Problems to solve
A – Please explain in one to three sentences why the butadiene polymer text leaves the most suitable proportions to be found for each particular combination of components.
B – In the butadiene polymer text, what does "acyclic" mean when applied to the epoxy resin?
C – Resume the text on butadiene polymers and epoxy resin, starting after its last sentence.

Text block
◇ ◇ ◇

The ratio of the total weight of tipped butadiene polymers to the total weight of the composition is preferably up to 9:1. Preferably at least 5 parts by weight of each butadiene polymer are present in each 100 parts by weight of the combination of butadiene polymers.

The optimum relative proportions by weight of the two butadiene polymers and the optimum proportion of the total weight of butadiene polymers based on the entire composition usually vary according to the particular polymers selected. Generally where the functionality of the polymers is different, a lower proportion of the polymer having the higher functionality will be required. A person of ordinary skill in the art would be able to determine by minimal experimentation, implementing the teaching in this specification, the most suitable proportions for a particular combination of components.For example, where a carboxyltipped polymer and an amino-tipped polymer are used, preferably the polymers are present in amounts of at least 5 parts (more preferably at least 10 parts) and at least 10 parts (more preferably at least 20 parts) by weight respectively, based on 100 parts by weight of the polymer blend. Where an amino-tipped polymer and a vinyl-tipped polymer are used, preferably the polymers are present in amounts of from 50 to 90 parts and 50 to 10 parts respectively based on 100 parts by weight of the polymer blend. Where an amino-tipped polymer and a bromo-tipped homopolymer are used, preferably the polymers are present in amounts of from 50 to 90 parts and 50 to 10 parts respectively, based on 100 parts by weight of the polymer blend.

Where an amino-tipped polymer and a bromo-tipped copolymer are used, preferably the polymers are present in amounts of from 20 to 30 parts and 80 to 70 parts respectively, based on 100 parts by weight of the polymer blend. Where a carboxyl-tipped polymer and a vinyl tipped polymer are used, preferably the polymers are present in amounts of from 20 to 50 parts and 80 to 50 parts respectively, based on 100 parts by weight of the polymer blend.

Preferably the epoxy resin is in liquid form and has a bulk viscosity of from about 0.2 to 2,000 N.s/m2 measured by a Brookfield RVT viscometer at 25"C. Preferably the epoxy resin has an equivalent weight of 70 to 2000 and is acyclic. By "acylcic" is meant that the epoxy group is not part of a cycloaliphatic ring structure.

◇ ◇ ◇

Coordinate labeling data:
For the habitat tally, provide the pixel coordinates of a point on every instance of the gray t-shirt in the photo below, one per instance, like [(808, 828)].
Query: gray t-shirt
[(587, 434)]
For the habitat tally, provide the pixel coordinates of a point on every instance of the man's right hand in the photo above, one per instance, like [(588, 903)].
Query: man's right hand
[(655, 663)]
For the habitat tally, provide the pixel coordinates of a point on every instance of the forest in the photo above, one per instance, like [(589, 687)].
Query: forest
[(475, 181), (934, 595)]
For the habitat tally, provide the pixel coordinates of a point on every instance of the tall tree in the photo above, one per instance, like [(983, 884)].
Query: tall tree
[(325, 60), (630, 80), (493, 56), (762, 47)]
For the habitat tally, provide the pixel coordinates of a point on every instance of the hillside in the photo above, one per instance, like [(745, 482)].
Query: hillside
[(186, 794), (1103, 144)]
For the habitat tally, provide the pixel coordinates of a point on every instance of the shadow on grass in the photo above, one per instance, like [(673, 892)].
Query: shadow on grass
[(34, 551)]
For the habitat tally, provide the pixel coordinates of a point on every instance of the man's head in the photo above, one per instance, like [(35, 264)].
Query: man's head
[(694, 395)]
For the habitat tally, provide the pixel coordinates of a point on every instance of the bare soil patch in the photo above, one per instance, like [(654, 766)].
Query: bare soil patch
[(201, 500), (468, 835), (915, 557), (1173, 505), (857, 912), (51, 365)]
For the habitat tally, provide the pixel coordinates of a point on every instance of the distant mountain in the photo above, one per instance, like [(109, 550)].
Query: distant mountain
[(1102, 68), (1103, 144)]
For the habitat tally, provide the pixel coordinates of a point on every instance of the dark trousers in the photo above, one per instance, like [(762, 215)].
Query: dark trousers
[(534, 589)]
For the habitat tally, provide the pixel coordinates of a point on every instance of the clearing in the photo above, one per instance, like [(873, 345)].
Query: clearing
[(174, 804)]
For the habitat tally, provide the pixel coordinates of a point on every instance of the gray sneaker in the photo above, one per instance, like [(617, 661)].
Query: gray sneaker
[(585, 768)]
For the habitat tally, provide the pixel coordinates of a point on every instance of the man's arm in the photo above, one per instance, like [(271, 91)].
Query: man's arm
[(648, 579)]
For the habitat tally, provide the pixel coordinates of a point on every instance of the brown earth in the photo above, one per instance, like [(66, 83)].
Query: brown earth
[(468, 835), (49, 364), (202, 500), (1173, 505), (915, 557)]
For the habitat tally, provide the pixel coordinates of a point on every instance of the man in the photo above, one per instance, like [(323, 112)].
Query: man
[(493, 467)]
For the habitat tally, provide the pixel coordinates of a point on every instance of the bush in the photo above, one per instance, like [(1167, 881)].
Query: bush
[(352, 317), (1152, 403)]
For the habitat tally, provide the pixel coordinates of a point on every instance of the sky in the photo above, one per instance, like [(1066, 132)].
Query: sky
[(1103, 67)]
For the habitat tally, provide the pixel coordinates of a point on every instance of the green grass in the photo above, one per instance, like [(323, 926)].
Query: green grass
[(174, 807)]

◇ ◇ ◇

Responses to the tasks
A – The optimum relative proportions of the two butadiene polymers, and their optimum share of the whole composition, usually vary according to the particular polymers selected. Where the polymers differ in functionality, a lower proportion of the one with higher functionality is generally required. A person of ordinary skill can therefore determine the best proportions for a given combination by minimal experimentation.

B – The epoxy group is not part of a cycloaliphatic ring structure.

C –
Examples include acylcic aliphatic resins of the glycidyl ether type such as are available under the trade name Epikote 815 and 828 from the Shell Chemical Company, The ratio of the weight of epoxy resin to the total weight of tipped butadiene polymers is preferably in the range 1:0.05 to 1:10 and more preferably 1:0.05to 1:5.

For some compositions, particularly where the weight ratio of epoxy resin to tipped butadiene polymers is less than 1 :5, it may be advisable to add a cross-linking agent to the composition to promote the reaction between the butadiene polymers and the epoxy resin, e.g. an amine-type cross-linking agent. Examples of amine-type cross-linking agents are given later.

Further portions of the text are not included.